## Given text
That might true with the benefit of hindsight, but I doubt very much that Tony Blair would have spent so much time and energy trying to convince the British public that they were invading because of the threat of WMD if he'd not genuinely believed there would be some there. As I tried to explain above, I don't think that was his actual, or primary reason for invading, but he considered it was the only one on which he could sell it to the British public. He was risking looking extremely foolish (as has transpired to be the case) if it were otherwise.
Posted by James Wilson at March 23, 2006 04:18 AM | direct link
Rob,
"It's pretty clear that Becker has never carried an M16 ... kind of like Bush and Cheney."
It is quite fair to point out that the administration which lead us to war is headed by a coke sniffing deserter. Everyone knows our hawkish VP is a cowardly draft-dodger who was drunk enough to drive but not brave enough to serve. However, your slam against Prof. B. is bad form. His post is hardly a call to arms, but much more of a, "on the other hand" attempt to examine our current policy. Were he rattling the saber, it might be fair to point out he never held one. What he is trying to do is examine the economic basis of the war. He may never have held a gun, but he has wielded a pencil.

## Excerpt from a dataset
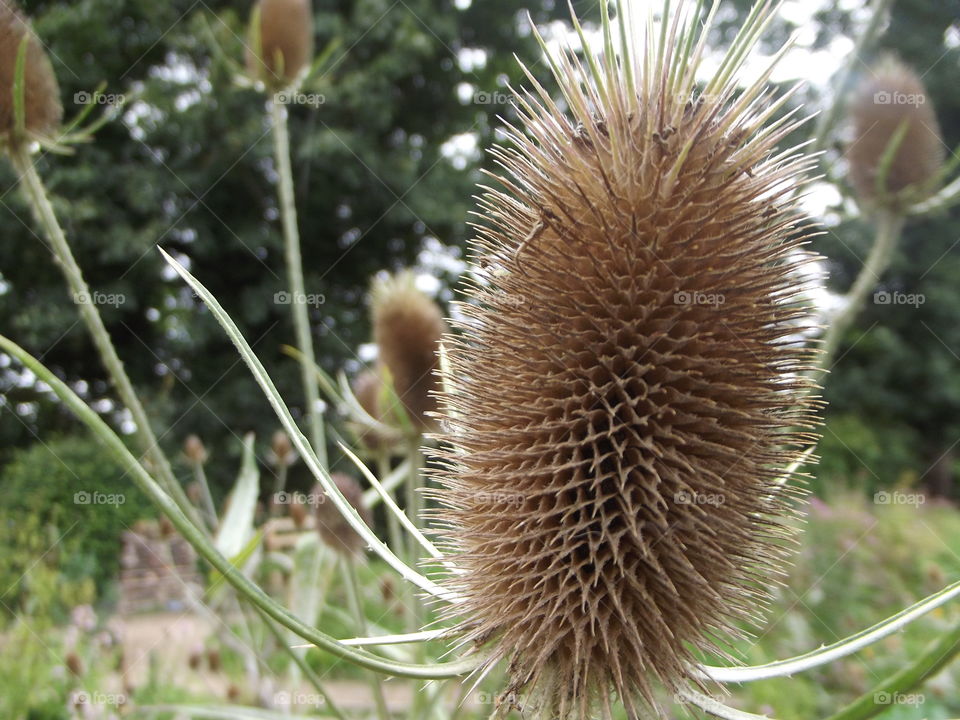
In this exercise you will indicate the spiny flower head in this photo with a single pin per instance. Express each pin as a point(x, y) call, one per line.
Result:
point(42, 111)
point(627, 385)
point(284, 38)
point(896, 152)
point(407, 327)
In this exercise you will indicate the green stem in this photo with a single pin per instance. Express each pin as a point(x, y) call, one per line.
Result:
point(889, 227)
point(304, 667)
point(298, 304)
point(352, 586)
point(206, 498)
point(45, 215)
point(896, 688)
point(208, 552)
point(393, 525)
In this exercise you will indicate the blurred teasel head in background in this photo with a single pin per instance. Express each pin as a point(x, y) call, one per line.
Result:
point(407, 328)
point(334, 530)
point(283, 37)
point(626, 389)
point(896, 151)
point(42, 111)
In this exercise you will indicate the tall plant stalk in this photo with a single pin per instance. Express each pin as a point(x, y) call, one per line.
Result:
point(294, 261)
point(43, 211)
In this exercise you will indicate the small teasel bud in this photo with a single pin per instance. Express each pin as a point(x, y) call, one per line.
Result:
point(194, 450)
point(298, 513)
point(74, 664)
point(408, 327)
point(334, 530)
point(892, 101)
point(213, 660)
point(43, 112)
point(368, 388)
point(285, 40)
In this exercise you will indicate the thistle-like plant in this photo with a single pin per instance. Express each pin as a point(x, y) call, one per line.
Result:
point(626, 389)
point(624, 407)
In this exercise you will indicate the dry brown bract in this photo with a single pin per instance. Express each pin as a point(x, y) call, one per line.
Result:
point(625, 391)
point(43, 112)
point(286, 42)
point(892, 96)
point(407, 327)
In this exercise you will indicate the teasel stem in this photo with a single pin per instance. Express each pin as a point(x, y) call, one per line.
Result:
point(828, 120)
point(209, 510)
point(937, 655)
point(196, 537)
point(393, 525)
point(888, 229)
point(352, 586)
point(298, 305)
point(328, 703)
point(47, 218)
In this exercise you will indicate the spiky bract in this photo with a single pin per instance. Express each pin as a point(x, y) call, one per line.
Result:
point(626, 388)
point(284, 39)
point(407, 327)
point(891, 105)
point(42, 111)
point(334, 530)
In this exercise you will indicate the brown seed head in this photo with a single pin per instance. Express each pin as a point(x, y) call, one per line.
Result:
point(286, 42)
point(891, 96)
point(334, 530)
point(625, 391)
point(408, 327)
point(43, 112)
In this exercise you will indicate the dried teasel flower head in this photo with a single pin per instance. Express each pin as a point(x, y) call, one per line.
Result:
point(369, 390)
point(896, 152)
point(627, 387)
point(408, 327)
point(334, 530)
point(284, 38)
point(42, 111)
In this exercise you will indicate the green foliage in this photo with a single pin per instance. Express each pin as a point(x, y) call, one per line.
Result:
point(858, 453)
point(63, 505)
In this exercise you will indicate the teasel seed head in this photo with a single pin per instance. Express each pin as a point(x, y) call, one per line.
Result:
point(407, 327)
point(627, 386)
point(284, 39)
point(43, 112)
point(891, 105)
point(334, 530)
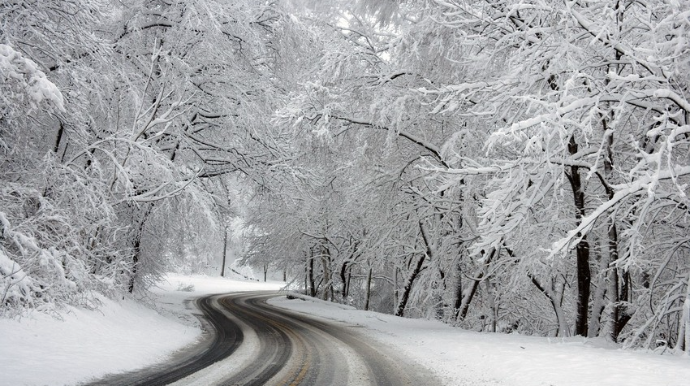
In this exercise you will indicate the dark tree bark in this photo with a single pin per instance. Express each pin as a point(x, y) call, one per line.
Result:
point(582, 249)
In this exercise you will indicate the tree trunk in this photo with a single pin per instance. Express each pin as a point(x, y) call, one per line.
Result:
point(467, 298)
point(368, 290)
point(563, 329)
point(405, 295)
point(343, 278)
point(582, 250)
point(136, 246)
point(310, 275)
point(599, 299)
point(684, 335)
point(225, 251)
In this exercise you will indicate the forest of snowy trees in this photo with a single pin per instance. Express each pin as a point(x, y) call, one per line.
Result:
point(501, 165)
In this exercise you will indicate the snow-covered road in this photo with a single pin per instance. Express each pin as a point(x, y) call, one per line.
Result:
point(84, 345)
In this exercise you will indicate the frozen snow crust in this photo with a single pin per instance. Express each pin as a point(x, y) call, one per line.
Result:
point(123, 336)
point(471, 358)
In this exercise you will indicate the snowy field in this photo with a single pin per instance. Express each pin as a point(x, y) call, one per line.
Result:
point(469, 358)
point(120, 336)
point(123, 336)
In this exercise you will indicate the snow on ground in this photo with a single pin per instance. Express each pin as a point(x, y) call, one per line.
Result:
point(123, 336)
point(120, 336)
point(469, 358)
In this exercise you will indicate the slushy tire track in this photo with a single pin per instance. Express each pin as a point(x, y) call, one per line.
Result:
point(293, 349)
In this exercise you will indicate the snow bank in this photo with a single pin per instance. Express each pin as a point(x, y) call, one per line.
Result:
point(40, 349)
point(470, 358)
point(121, 336)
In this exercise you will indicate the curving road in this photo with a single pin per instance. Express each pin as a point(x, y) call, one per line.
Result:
point(257, 344)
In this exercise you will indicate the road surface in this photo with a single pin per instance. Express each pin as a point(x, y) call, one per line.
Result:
point(254, 343)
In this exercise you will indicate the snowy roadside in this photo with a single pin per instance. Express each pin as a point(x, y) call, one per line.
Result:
point(121, 336)
point(469, 358)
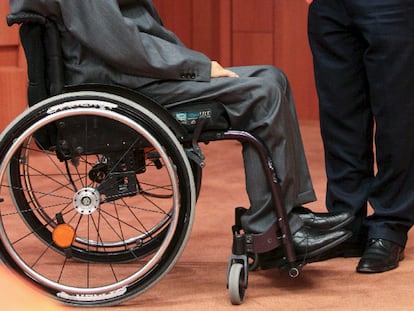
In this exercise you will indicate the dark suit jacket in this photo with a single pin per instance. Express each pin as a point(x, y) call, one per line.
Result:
point(118, 42)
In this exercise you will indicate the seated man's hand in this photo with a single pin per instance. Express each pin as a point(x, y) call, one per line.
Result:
point(218, 71)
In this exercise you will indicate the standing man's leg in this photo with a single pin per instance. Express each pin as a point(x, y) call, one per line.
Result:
point(345, 115)
point(377, 46)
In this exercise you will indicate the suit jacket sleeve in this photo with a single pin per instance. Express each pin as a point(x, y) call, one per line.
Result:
point(116, 39)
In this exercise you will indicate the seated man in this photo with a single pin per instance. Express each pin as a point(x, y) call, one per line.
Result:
point(124, 42)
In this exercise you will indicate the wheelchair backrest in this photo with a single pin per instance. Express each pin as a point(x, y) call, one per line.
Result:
point(41, 43)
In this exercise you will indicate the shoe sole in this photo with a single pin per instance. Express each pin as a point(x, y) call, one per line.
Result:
point(342, 224)
point(306, 258)
point(383, 269)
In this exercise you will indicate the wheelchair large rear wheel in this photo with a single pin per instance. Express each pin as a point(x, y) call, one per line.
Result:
point(99, 211)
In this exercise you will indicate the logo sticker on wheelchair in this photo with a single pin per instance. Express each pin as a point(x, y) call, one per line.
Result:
point(191, 118)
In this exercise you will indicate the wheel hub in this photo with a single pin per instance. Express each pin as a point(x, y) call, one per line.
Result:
point(86, 200)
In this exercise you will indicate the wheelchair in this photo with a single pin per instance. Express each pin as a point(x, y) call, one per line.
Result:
point(99, 185)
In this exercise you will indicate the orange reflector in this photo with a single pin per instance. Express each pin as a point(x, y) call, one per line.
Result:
point(63, 235)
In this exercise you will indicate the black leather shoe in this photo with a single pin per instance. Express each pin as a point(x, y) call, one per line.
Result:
point(308, 244)
point(323, 221)
point(379, 256)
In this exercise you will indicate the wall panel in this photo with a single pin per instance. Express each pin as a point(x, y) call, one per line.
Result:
point(12, 71)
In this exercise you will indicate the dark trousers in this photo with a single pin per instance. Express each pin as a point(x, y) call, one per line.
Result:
point(260, 102)
point(364, 69)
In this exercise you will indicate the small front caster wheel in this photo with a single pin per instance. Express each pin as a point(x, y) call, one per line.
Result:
point(236, 283)
point(294, 272)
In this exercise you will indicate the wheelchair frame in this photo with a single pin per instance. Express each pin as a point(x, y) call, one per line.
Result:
point(151, 144)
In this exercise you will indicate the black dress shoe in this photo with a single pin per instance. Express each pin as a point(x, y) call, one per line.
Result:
point(308, 244)
point(323, 221)
point(379, 256)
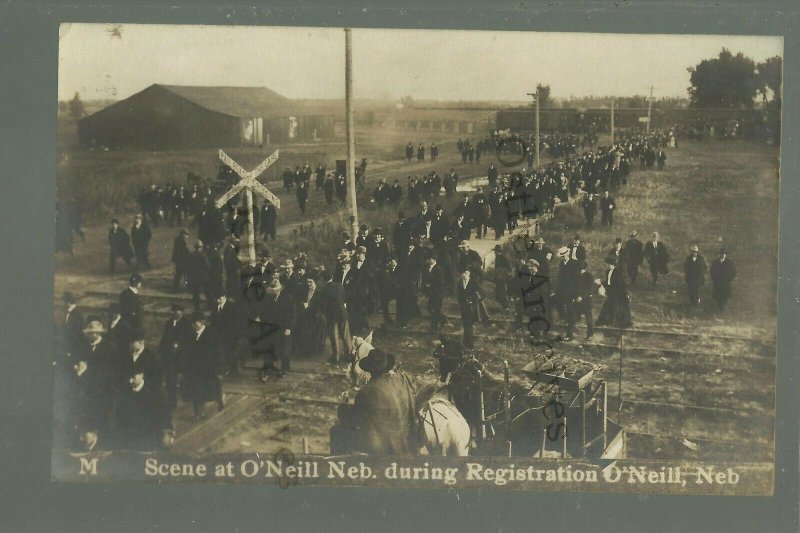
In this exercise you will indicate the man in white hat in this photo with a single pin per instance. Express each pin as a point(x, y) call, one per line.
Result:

## Work to complete
Carry on the Iraq war comment thread above from its last sentence.

## The answer
As a man who has taken up arms in the service of my county, and who shudders every time I hear the fascist phrase "homeland," let me ask for less heat and more light.
Posted by Collestro at March 23, 2006 06:42 AM | direct link
That might true with the benefit of hindsight, but I doubt very much that Tony Blair would have spent so much time and energy trying to convince the British public that they were invading because of the threat of WMD if he'd not genuinely believed there would be some there.
Tony Blair's position was inconsistant. Because the invasion did not a have the approval of the international community, for it to be legal under international law (that is, not a war crime) he needed to justify the invasion as "pre-emptive" self defense. This meant that Iraq needed to have the capability and the intent to launch a major attack on Britain using WMD.
On the other hand, if Tony Blair had actually thought that Iraq had the ability to retaliate for the invasion (for example, use a WMD to destroy half of London) then he most definitely would not have participated in the invasion.
Posted by Wes at March 23, 2006 10:50 AM | direct link
On the other hand, if Tony Blair had actually thought that Iraq had the ability to retaliate for the invasion (for example, use a WMD to destroy half of London) then he most definitely would not have participated in the invasion.
You're missing the point of pre-emption by assuming zero probability of that WMD's use on London absent invasion. It is surely possible that Blair judged the long term threat to Britain and her allies reduced by invasion i.e. that in the month between invasion and regime change Saddam would be less likely to get a WMD to a Western city than if he had stayed in power indefinitely. Your "most definitely" comment therefore doesn't stand up.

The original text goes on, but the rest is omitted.